Directions for this task
Copy out only the span from the line with "Q: For the nose landing" to the end of the data, both ends kept, word for word.

Source material
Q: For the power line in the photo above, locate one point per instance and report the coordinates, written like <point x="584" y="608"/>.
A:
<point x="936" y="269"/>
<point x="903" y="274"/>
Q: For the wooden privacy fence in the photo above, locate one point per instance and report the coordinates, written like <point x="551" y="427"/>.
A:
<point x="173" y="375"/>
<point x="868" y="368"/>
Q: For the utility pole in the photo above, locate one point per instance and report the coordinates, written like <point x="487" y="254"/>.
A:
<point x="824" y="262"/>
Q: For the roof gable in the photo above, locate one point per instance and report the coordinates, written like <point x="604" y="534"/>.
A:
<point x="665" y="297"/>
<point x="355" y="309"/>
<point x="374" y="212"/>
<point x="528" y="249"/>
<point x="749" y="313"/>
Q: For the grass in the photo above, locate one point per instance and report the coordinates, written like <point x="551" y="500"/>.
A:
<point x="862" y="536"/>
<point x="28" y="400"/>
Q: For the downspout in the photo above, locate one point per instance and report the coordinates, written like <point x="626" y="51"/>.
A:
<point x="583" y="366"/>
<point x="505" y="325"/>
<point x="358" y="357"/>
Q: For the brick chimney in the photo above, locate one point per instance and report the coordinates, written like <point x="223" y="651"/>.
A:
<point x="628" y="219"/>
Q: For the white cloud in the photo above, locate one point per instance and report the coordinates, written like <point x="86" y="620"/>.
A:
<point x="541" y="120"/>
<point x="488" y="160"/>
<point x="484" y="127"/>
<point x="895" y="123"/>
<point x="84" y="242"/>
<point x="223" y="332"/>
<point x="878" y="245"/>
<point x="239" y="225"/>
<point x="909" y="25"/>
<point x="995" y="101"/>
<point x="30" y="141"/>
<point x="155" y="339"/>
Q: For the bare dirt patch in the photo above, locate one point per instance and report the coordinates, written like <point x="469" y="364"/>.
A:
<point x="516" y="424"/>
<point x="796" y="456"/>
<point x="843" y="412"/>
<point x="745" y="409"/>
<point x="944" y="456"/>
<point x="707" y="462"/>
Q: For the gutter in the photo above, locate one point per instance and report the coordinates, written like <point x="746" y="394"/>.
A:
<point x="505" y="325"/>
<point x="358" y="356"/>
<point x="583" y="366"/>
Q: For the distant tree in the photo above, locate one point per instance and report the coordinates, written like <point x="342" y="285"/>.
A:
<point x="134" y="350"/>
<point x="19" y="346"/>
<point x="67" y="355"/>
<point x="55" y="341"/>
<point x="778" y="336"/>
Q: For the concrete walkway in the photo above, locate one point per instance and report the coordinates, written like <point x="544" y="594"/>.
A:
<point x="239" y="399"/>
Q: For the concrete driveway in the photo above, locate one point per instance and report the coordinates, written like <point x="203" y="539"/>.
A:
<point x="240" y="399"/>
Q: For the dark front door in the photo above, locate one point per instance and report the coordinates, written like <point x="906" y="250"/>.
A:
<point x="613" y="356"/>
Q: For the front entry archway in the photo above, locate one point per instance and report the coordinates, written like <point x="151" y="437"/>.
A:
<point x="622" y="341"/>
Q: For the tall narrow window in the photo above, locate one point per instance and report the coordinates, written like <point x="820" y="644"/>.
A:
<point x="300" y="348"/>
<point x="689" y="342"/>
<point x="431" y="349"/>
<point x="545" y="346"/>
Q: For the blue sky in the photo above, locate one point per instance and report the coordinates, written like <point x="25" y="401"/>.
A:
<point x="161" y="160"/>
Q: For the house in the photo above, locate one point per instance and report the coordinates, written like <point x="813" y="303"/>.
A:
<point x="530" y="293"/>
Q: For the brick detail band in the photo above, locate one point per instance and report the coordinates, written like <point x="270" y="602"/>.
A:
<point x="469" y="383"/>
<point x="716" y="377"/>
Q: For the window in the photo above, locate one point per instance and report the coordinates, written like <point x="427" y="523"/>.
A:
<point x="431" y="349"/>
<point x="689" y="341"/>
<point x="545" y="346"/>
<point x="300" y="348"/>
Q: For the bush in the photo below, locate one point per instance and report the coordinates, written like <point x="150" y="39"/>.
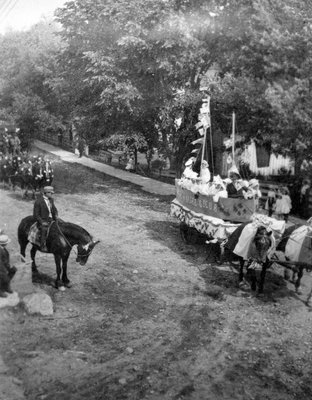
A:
<point x="158" y="164"/>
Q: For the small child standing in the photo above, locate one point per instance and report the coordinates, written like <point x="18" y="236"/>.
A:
<point x="271" y="200"/>
<point x="283" y="204"/>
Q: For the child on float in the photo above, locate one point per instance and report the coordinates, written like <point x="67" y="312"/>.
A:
<point x="271" y="201"/>
<point x="283" y="204"/>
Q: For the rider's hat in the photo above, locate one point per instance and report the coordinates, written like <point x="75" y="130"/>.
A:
<point x="4" y="239"/>
<point x="47" y="189"/>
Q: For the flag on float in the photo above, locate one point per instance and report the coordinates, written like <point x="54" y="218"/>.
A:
<point x="200" y="141"/>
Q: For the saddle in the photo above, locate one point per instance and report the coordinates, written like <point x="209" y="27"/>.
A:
<point x="34" y="235"/>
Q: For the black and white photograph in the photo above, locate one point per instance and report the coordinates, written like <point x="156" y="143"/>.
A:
<point x="155" y="199"/>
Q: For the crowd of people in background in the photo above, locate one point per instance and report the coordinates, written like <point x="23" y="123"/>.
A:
<point x="10" y="143"/>
<point x="29" y="172"/>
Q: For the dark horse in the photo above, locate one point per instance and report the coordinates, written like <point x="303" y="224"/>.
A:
<point x="60" y="241"/>
<point x="258" y="257"/>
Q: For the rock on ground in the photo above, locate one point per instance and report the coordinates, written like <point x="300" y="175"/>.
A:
<point x="38" y="303"/>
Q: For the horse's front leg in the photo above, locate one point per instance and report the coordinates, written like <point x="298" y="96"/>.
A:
<point x="58" y="282"/>
<point x="265" y="266"/>
<point x="65" y="280"/>
<point x="298" y="281"/>
<point x="33" y="252"/>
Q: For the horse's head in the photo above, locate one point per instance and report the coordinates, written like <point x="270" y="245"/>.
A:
<point x="84" y="250"/>
<point x="263" y="242"/>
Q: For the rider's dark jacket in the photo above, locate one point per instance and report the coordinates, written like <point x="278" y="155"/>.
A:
<point x="41" y="211"/>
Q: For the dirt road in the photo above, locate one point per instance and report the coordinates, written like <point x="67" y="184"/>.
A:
<point x="147" y="317"/>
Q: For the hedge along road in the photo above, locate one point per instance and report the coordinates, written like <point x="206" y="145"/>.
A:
<point x="147" y="317"/>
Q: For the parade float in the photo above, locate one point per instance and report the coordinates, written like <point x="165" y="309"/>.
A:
<point x="202" y="204"/>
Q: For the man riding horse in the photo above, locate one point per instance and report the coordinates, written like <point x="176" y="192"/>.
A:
<point x="45" y="212"/>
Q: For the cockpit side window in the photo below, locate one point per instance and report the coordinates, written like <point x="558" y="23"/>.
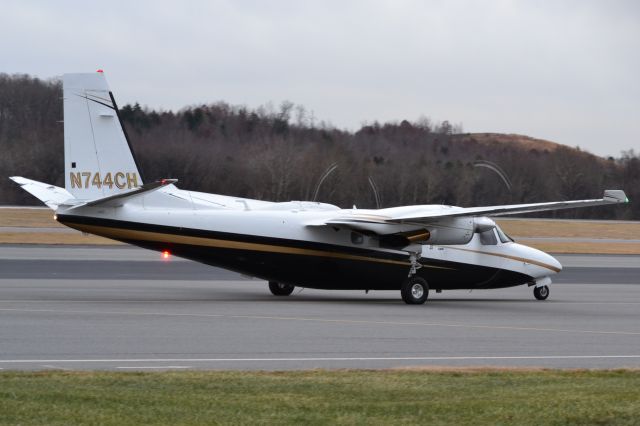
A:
<point x="488" y="238"/>
<point x="503" y="237"/>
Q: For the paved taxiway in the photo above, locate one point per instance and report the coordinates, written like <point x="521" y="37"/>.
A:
<point x="123" y="308"/>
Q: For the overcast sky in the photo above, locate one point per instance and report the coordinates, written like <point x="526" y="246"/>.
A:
<point x="567" y="71"/>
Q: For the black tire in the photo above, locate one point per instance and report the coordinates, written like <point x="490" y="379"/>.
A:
<point x="541" y="293"/>
<point x="414" y="291"/>
<point x="280" y="289"/>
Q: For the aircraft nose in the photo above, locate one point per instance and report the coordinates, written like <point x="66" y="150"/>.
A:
<point x="554" y="262"/>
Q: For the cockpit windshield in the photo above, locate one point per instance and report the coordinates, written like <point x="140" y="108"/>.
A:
<point x="503" y="237"/>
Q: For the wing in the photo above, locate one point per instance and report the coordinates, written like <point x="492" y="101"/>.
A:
<point x="411" y="219"/>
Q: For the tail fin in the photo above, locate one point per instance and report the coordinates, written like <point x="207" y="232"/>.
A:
<point x="97" y="154"/>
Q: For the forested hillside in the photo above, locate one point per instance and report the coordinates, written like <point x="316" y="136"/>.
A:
<point x="281" y="153"/>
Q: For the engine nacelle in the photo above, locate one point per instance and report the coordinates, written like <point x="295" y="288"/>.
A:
<point x="455" y="230"/>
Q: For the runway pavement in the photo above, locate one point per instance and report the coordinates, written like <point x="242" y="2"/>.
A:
<point x="126" y="309"/>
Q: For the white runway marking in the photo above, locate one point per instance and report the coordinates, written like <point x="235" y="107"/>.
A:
<point x="56" y="367"/>
<point x="315" y="359"/>
<point x="325" y="320"/>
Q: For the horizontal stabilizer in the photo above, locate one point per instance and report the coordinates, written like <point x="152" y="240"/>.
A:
<point x="52" y="196"/>
<point x="121" y="198"/>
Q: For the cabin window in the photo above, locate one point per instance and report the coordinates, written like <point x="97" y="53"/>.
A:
<point x="488" y="238"/>
<point x="357" y="238"/>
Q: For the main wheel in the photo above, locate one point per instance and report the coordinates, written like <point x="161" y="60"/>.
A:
<point x="541" y="293"/>
<point x="414" y="291"/>
<point x="280" y="289"/>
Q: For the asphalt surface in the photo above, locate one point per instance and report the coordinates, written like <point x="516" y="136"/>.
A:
<point x="125" y="309"/>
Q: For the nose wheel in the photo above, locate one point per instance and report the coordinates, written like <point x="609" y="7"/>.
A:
<point x="541" y="293"/>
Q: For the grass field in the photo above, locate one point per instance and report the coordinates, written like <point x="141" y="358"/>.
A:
<point x="464" y="397"/>
<point x="519" y="228"/>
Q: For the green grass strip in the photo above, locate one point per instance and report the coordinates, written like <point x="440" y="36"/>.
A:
<point x="352" y="397"/>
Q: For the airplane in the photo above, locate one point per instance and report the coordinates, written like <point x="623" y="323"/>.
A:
<point x="413" y="249"/>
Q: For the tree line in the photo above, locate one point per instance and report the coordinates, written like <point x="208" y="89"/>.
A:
<point x="280" y="153"/>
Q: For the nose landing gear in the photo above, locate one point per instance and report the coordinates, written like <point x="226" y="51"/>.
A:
<point x="541" y="293"/>
<point x="414" y="291"/>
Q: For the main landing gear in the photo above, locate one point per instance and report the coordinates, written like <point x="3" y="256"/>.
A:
<point x="541" y="293"/>
<point x="414" y="290"/>
<point x="280" y="289"/>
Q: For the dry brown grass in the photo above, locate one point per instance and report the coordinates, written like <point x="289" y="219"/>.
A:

Solution
Q: For the nose landing gear in the photo above, locate one point per instance and report the coordinates, written like <point x="226" y="51"/>.
A:
<point x="541" y="293"/>
<point x="414" y="291"/>
Q: For the main landing gear in the photo above, locate one point per instance and report the coordinates, written like <point x="3" y="256"/>.
A:
<point x="541" y="293"/>
<point x="414" y="290"/>
<point x="280" y="289"/>
Q: For the dry brown grass in the photo above, locate one point per instance and report the coordinates, written like <point x="289" y="219"/>.
A:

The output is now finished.